* **PROBLEM TO SOLVE**
Return all the entries. Match them word for word.
%%
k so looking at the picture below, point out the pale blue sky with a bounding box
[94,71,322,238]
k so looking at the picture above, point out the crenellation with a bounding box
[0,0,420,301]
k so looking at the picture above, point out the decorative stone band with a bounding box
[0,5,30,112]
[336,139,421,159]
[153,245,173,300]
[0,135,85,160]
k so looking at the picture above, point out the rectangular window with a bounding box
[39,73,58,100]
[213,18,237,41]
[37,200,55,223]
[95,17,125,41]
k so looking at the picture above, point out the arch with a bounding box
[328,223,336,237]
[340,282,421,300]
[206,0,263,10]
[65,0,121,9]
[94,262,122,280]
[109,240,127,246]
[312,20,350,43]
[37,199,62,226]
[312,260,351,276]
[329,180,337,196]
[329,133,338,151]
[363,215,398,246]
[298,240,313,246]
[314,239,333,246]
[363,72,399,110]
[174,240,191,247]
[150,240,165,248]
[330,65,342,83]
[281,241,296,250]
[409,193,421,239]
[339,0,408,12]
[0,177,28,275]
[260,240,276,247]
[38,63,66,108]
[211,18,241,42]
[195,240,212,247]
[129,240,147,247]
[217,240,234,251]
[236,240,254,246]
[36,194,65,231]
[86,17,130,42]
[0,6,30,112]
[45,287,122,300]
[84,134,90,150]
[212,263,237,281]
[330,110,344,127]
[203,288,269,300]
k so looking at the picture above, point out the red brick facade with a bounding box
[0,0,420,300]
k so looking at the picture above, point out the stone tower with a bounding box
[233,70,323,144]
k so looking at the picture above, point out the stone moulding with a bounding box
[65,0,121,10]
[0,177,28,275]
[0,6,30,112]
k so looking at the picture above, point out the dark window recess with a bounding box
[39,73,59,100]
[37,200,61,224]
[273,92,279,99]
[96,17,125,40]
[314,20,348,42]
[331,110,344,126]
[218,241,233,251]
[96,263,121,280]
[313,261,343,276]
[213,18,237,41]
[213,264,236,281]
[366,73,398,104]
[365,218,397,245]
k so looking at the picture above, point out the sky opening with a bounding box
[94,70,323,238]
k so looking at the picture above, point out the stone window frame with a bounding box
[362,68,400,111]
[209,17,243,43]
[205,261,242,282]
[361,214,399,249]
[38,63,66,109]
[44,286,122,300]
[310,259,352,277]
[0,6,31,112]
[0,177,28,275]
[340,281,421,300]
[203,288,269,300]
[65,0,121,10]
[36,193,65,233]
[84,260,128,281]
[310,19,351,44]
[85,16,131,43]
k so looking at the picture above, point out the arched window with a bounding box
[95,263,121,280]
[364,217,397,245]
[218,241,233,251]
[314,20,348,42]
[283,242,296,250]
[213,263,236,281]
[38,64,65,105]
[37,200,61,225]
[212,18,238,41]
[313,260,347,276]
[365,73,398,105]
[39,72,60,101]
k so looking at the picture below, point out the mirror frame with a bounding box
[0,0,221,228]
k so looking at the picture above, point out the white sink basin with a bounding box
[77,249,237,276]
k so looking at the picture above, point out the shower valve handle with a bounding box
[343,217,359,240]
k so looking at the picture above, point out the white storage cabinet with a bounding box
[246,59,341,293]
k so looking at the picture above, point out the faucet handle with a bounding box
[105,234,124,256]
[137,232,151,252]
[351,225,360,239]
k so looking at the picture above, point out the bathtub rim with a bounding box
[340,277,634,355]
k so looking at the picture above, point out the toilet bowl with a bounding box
%%
* **WRITTEN SOLUTION**
k so looking at the picture below, point out the pale blue sky with a bounding box
[94,71,322,238]
k so looking at the picture above, point out the crenellation with a bounding box
[0,0,420,301]
k so looking at the picture above, point out the decorative stone band with a bounding box
[0,5,30,112]
[336,139,421,159]
[153,245,173,300]
[0,135,85,160]
k so looking at the picture above, point out the rectangular window with a bounding box
[39,73,58,100]
[213,18,237,41]
[37,200,55,223]
[95,17,125,41]
k so looking at the picture above, point out the arch with a bounding box
[328,223,336,237]
[340,282,421,300]
[206,0,263,10]
[65,0,121,9]
[94,262,122,280]
[109,240,127,246]
[312,20,350,43]
[37,199,62,226]
[312,260,351,276]
[329,180,337,196]
[329,133,338,151]
[363,215,398,246]
[298,240,313,246]
[314,239,333,246]
[363,72,399,110]
[174,240,191,247]
[150,240,165,248]
[330,65,342,83]
[281,241,296,250]
[409,193,421,239]
[339,0,408,12]
[0,177,28,275]
[260,240,276,247]
[38,63,66,108]
[211,18,241,42]
[195,240,212,247]
[129,240,147,247]
[217,240,234,251]
[236,240,254,246]
[36,194,65,231]
[86,17,130,42]
[0,6,30,112]
[45,287,122,300]
[84,134,90,150]
[212,263,237,281]
[330,110,344,127]
[203,288,269,300]
k so looking at the picture above, point out the red brick facade with a bounding box
[0,0,420,300]
k so looking at the picture above, point out the stone tower with a bounding box
[233,70,323,144]
k so looking at the picture above, point out the stone moulding with a bounding box
[65,0,121,10]
[0,177,28,275]
[0,6,30,112]
k so looking at the picture above, point out the dark window recess with a bounding box
[39,73,59,100]
[37,200,61,224]
[273,92,279,99]
[96,17,125,40]
[314,20,348,42]
[331,110,344,126]
[218,241,233,251]
[96,263,121,280]
[313,261,343,276]
[213,18,237,41]
[213,264,236,281]
[366,73,398,104]
[365,218,397,245]
k so looking at the picture above, point out the sky opening with a bounding box
[94,70,323,238]
k so looking at the picture above, point out the stone window frame with a bounding box
[362,68,400,111]
[209,17,243,43]
[205,261,242,282]
[361,214,399,249]
[38,63,66,109]
[44,286,122,300]
[310,259,352,277]
[0,6,31,112]
[0,177,28,275]
[340,281,421,300]
[203,288,269,300]
[65,0,121,10]
[36,193,65,233]
[84,260,128,281]
[310,19,351,44]
[85,16,131,43]
k so looking at the picture above, point out the arched window with a bounding box
[95,263,121,280]
[364,217,397,245]
[218,241,233,251]
[314,20,348,42]
[283,242,296,250]
[213,263,236,281]
[38,64,65,105]
[37,200,61,225]
[212,18,238,41]
[313,260,347,276]
[365,73,398,105]
[39,72,60,101]
k so looking at the picture below, point out the mirror frame with a bounding box
[0,0,221,228]
k so looking at the picture above, point out the white sink basin with a bounding box
[77,249,237,276]
k so looking at the picture above, point out the shower valve handle with a bounding box
[343,217,359,240]
k so looking at the picture above, point out the white storage cabinet with a bounding box
[246,59,341,293]
k so looking at the picture above, point out the faucet handle with a bounding box
[105,234,124,256]
[137,232,151,252]
[351,225,360,239]
k so looking at the picture above, point out the bathtub rim with a bounding box
[340,277,634,355]
k so looking at the picture above, point out the toilet bowl with a bounding box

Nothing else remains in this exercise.